(TEXT SECTION Opens)

Despite these new data from Estonia, a major limitation of this study is its cross-sectional nature because it suggests differences related only to the phenotype analyzed and does not allow disease prediction because no time axis of observations is available, which is particularly obvious in the commenting of other studies using metabolomics with a longitudinal approach for event risk prediction. Thus, another limitation results from differences in study design, which may preclude studies from replicating the findings of similar works. For example, this study was not performed to identify predictive risk biomarkers, as has been done in a study by Tang et al.,3 in which the phenotype analysis was much more informative regarding the status of cardiovascular disease (CVD) with respect to what can be inferred from arterial stiffness. Furthermore, the larger number of patients provided a stronger statistical power for the analysis.

Carnitine has been linked to CVD via the biomarker trimethylamine N-oxide in another recent study,4 thus suggesting that differences in dietary intake may exist in PAD subjects compared with controls. This finding may explain some of the findings of Zagura M et al.2 and also represent another of its limitations.

(TEXT SECTION Closes)
(RECORDED INFORMATION Opens)

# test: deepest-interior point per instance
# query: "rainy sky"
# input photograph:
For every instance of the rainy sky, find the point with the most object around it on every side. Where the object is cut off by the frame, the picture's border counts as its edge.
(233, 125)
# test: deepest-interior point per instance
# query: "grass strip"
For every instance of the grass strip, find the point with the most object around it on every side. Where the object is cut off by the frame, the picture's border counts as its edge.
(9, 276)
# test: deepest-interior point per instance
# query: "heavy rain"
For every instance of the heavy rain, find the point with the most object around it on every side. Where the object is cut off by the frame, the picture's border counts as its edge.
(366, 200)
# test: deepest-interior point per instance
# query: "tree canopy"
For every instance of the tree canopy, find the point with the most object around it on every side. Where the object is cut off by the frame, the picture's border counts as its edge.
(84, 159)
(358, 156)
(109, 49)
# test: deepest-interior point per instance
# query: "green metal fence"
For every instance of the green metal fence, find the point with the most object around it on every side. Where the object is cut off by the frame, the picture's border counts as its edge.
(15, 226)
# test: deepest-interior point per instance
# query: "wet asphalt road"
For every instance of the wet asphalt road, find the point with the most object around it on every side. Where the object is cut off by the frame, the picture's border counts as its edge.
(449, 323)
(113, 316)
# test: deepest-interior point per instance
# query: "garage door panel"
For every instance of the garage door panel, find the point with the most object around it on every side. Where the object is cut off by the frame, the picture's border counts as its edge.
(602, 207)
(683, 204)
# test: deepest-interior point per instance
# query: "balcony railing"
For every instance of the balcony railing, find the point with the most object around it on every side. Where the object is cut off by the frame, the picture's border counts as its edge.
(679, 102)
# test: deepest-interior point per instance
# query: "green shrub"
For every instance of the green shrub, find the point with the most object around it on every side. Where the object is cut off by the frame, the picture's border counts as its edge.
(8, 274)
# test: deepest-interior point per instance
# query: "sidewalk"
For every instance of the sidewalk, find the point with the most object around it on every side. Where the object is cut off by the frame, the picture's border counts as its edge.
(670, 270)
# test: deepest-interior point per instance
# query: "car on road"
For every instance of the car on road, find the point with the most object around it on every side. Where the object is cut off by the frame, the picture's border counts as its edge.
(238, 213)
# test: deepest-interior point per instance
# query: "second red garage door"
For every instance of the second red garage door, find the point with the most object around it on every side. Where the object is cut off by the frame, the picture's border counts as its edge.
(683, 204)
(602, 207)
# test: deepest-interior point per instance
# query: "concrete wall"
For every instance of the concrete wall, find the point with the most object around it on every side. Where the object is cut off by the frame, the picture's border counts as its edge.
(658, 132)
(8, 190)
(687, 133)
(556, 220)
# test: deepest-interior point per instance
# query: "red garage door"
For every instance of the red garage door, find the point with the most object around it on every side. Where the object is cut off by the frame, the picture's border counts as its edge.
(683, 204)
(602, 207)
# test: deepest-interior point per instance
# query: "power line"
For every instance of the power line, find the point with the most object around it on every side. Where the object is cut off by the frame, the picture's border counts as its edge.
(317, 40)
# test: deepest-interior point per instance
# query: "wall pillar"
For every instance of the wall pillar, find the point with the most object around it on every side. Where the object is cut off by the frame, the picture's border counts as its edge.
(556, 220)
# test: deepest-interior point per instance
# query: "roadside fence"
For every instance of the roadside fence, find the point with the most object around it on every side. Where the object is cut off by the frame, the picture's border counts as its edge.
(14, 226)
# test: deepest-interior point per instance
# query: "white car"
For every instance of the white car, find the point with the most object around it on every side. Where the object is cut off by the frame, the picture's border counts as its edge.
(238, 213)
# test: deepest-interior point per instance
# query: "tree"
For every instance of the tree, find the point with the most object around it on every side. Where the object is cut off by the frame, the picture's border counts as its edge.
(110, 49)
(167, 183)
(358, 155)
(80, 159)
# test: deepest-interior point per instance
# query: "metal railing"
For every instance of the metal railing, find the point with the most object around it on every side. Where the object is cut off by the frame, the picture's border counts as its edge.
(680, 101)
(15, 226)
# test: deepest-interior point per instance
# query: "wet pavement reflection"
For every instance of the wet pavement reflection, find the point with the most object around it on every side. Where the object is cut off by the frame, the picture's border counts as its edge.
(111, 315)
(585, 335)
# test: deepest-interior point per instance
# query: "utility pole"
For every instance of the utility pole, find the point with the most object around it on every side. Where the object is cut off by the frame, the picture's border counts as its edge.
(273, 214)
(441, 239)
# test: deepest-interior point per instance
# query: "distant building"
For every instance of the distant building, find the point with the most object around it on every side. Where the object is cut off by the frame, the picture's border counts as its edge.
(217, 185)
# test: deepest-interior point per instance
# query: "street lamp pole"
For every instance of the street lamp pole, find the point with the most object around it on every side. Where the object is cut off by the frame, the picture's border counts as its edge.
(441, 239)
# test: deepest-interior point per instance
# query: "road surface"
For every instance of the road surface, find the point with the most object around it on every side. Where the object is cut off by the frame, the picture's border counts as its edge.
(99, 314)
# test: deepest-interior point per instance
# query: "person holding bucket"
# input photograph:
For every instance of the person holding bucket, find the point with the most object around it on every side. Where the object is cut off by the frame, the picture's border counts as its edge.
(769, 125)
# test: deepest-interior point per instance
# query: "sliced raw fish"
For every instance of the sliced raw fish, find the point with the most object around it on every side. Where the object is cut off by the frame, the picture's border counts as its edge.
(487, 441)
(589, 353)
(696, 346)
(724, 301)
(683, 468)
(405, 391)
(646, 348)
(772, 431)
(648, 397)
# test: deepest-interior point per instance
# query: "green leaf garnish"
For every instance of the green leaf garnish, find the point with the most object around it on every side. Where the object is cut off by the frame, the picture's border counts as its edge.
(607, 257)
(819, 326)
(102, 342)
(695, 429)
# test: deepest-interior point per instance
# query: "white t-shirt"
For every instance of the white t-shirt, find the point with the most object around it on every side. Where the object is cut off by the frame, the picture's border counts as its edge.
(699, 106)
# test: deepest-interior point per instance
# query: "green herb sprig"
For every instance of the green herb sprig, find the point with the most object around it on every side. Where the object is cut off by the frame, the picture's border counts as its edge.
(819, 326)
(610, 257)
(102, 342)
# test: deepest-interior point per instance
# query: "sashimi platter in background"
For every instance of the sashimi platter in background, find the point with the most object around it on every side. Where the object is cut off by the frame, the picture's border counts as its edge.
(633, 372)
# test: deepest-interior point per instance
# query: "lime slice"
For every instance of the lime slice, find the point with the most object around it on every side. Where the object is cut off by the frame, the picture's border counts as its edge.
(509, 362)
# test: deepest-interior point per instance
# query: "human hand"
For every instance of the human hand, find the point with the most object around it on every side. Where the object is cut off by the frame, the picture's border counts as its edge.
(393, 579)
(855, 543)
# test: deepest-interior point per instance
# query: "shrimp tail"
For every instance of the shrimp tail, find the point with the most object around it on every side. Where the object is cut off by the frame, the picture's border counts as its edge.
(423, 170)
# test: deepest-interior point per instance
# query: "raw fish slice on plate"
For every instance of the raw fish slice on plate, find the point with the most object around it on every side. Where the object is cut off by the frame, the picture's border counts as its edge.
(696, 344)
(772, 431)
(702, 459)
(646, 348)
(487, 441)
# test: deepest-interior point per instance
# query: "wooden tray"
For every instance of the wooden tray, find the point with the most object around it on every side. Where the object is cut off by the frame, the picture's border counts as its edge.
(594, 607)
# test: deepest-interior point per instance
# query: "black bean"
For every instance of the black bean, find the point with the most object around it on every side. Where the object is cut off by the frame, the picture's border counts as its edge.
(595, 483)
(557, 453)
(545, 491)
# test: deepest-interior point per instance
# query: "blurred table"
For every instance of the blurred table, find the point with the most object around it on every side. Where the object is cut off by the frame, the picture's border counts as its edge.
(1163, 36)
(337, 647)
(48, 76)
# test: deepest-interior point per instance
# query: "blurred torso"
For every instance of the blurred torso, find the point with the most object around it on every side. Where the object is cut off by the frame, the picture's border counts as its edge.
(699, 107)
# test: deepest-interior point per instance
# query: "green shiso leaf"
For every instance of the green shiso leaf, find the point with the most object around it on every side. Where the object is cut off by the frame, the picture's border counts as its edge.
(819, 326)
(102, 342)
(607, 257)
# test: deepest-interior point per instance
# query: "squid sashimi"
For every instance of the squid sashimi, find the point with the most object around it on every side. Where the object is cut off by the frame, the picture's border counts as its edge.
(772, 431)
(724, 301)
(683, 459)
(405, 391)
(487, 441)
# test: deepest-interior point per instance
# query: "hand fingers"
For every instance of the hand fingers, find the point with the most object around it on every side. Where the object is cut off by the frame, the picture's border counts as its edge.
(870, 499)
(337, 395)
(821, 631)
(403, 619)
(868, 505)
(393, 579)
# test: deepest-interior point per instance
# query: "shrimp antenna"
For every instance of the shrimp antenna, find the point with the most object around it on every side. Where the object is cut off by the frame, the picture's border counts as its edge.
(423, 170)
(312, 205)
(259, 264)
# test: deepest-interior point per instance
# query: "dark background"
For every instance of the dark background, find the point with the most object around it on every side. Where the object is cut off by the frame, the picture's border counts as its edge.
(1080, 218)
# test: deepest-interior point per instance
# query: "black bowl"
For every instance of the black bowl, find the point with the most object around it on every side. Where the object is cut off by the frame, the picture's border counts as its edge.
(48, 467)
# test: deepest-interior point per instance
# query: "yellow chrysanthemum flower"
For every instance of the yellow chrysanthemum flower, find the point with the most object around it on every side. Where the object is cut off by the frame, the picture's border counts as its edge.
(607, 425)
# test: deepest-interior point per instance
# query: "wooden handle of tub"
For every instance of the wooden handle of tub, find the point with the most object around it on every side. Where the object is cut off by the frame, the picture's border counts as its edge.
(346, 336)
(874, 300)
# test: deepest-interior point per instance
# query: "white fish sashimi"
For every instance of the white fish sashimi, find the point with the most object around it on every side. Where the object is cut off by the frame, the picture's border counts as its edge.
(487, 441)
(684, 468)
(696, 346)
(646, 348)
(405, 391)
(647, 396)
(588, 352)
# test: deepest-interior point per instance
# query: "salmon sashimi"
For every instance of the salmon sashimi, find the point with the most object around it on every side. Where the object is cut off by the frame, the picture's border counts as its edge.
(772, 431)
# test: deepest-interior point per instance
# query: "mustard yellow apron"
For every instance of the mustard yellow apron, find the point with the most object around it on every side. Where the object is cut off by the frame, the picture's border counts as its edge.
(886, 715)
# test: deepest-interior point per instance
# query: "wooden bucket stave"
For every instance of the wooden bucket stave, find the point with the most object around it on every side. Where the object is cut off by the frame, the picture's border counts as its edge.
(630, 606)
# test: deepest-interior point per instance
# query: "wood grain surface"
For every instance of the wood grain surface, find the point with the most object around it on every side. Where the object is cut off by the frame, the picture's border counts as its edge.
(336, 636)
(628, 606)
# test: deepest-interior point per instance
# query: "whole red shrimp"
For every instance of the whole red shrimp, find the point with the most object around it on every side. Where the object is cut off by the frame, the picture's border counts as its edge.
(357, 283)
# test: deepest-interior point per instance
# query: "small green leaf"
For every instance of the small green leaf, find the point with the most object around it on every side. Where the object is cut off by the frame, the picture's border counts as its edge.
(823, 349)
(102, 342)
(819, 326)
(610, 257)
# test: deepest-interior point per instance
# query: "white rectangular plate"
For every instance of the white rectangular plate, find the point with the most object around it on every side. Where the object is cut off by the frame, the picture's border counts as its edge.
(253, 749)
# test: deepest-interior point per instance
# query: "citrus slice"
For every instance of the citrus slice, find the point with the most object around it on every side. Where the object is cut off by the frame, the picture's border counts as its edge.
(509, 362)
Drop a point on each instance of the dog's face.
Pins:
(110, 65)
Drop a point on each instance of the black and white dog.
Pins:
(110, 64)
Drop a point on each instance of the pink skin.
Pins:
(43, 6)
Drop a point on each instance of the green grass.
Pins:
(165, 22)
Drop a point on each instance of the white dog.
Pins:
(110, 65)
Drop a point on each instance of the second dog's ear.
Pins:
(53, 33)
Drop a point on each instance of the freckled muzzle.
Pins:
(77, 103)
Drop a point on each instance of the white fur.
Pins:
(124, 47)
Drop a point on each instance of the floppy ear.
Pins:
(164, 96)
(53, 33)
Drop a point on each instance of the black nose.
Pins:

(RECORDED INFORMATION Closes)

# THE TASK:
Translate this sentence from the text on study limitations into Spanish: "Furthermore, the larger number of patients provided a stronger statistical power for the analysis." Rely only on the text when you answer.

# YOUR SOLUTION:
Además, el mayor número de pacientes proporcionó un poder estadístico más sólido para el análisis.